*TASK BRIEF:* Show every line in the records below that contains the word "front", copying each line in full.

*DATA IN THIS EXERCISE:*
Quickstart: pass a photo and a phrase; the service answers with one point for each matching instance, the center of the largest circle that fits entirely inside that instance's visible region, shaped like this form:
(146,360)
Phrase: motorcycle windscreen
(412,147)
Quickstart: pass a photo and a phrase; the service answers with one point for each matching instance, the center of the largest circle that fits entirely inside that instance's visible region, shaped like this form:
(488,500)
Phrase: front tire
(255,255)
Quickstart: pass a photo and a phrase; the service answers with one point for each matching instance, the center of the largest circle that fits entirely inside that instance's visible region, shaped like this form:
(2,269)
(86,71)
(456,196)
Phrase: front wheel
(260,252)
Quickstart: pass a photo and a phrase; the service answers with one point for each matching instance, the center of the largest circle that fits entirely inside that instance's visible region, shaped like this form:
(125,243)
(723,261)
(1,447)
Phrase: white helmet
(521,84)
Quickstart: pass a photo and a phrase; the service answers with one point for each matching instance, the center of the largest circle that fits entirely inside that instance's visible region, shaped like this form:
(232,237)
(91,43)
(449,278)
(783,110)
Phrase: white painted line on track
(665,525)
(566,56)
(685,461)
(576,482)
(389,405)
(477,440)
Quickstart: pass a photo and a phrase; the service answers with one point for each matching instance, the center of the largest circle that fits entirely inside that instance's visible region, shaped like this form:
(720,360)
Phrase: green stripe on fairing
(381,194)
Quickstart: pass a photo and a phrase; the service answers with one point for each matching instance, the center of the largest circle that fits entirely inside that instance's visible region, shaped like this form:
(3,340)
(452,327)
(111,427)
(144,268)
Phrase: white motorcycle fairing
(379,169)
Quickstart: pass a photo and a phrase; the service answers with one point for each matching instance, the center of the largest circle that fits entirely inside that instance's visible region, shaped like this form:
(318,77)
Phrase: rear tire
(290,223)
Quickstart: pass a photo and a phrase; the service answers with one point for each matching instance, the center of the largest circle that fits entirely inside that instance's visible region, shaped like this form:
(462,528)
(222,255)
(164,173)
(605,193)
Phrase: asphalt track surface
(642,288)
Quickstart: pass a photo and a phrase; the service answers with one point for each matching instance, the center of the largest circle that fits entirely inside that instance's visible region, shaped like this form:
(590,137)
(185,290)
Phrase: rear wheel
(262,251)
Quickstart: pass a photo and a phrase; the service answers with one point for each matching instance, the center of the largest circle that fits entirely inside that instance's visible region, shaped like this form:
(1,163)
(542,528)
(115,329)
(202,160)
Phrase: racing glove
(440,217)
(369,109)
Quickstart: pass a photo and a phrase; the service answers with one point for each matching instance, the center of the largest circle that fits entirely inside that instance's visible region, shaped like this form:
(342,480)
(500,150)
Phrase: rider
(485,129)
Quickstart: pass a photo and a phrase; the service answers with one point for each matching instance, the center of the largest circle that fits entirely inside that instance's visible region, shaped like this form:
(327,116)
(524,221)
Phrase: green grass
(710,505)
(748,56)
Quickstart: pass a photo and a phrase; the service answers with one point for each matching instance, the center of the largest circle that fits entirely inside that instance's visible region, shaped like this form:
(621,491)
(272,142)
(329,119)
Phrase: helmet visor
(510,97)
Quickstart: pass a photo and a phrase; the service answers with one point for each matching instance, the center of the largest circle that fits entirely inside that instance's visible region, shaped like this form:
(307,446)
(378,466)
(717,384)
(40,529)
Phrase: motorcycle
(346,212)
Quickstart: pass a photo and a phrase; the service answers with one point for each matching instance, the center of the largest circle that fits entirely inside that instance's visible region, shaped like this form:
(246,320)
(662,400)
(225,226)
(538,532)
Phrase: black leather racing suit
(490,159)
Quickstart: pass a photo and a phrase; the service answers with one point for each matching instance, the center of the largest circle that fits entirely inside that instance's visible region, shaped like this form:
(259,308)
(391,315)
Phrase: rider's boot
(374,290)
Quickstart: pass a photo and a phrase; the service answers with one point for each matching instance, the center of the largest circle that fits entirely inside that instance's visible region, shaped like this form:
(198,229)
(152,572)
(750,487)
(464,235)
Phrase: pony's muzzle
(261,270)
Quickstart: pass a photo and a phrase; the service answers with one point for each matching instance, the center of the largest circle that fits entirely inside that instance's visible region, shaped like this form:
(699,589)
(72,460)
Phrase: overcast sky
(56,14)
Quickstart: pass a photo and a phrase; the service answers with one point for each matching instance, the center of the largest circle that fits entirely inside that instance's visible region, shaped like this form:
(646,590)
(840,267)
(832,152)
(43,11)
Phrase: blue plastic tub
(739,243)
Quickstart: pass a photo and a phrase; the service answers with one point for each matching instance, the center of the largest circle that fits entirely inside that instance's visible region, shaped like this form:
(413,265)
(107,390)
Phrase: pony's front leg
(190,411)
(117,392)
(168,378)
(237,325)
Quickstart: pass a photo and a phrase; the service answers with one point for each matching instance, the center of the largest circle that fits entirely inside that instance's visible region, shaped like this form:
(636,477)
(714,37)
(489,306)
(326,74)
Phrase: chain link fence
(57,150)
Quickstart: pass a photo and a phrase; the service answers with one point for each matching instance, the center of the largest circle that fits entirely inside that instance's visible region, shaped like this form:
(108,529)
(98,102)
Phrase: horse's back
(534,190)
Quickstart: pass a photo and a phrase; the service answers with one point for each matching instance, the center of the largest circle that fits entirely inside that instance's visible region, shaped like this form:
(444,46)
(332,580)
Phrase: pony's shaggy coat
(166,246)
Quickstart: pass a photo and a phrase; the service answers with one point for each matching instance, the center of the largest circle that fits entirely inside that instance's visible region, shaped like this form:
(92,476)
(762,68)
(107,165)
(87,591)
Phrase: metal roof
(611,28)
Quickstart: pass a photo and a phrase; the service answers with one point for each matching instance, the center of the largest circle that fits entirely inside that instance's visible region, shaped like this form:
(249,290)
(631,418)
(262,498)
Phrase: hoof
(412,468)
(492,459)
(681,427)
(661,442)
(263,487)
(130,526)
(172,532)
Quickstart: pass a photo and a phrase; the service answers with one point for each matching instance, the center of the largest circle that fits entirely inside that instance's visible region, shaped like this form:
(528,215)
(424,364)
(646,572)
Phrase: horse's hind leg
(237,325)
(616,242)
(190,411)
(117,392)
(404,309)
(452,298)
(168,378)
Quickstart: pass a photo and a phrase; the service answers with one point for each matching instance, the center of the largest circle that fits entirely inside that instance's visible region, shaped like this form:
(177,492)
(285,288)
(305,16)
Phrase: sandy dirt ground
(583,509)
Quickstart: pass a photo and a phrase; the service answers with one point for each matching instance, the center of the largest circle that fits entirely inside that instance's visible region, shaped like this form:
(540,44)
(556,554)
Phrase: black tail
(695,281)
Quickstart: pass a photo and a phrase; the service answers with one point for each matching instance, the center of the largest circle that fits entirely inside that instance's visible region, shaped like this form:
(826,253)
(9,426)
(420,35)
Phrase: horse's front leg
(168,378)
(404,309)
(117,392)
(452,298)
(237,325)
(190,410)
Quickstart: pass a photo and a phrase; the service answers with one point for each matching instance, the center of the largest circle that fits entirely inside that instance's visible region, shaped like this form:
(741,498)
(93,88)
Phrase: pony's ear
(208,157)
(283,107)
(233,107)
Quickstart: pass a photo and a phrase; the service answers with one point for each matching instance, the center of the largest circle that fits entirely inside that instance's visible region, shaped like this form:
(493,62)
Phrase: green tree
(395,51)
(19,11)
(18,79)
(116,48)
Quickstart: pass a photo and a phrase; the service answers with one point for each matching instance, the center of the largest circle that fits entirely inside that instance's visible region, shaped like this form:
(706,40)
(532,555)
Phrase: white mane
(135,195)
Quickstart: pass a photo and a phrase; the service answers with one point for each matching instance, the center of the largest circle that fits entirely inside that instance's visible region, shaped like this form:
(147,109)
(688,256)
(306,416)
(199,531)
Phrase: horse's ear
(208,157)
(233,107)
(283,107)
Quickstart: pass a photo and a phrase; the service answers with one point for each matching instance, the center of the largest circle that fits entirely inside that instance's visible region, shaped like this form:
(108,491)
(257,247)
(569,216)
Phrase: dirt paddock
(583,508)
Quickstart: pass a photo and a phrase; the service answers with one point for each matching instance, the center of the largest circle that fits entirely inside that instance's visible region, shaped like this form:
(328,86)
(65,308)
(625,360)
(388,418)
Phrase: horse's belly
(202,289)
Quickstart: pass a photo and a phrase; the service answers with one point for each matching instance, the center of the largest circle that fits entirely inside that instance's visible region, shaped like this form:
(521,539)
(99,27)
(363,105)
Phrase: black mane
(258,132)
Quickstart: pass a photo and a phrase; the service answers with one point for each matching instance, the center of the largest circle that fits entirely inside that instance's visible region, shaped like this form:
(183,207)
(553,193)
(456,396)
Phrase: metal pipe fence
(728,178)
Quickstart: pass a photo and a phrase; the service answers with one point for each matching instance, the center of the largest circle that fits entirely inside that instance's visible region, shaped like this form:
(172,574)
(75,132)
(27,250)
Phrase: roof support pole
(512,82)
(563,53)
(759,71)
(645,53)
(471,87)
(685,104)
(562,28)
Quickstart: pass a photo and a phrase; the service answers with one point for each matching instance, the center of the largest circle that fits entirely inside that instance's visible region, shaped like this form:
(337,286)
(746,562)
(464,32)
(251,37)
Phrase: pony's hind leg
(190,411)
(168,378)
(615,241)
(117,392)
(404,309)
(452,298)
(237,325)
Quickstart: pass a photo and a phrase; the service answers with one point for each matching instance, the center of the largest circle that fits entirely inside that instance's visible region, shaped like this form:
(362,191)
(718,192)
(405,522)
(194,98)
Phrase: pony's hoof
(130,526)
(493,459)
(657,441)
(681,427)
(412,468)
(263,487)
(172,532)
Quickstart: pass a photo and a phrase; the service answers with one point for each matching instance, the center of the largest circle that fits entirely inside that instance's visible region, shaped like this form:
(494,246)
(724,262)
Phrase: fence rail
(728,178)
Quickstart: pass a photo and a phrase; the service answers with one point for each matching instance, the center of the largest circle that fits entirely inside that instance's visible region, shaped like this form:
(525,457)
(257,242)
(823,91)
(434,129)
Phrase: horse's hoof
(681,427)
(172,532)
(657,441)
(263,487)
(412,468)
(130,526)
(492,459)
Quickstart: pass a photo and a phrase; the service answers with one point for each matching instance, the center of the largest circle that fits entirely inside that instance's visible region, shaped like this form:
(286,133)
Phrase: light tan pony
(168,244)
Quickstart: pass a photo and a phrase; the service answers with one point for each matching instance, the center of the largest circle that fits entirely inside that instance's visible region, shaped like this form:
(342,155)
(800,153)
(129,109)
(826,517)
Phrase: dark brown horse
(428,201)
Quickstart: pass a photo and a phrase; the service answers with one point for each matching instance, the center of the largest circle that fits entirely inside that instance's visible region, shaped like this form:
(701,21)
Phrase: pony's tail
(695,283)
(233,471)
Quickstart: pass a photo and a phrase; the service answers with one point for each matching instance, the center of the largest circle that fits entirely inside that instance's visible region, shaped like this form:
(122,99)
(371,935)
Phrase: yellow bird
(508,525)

*TASK ANSWER:*
Phrase: front tire
Phrase: front wheel
Phrase: pony's front leg
Phrase: horse's front leg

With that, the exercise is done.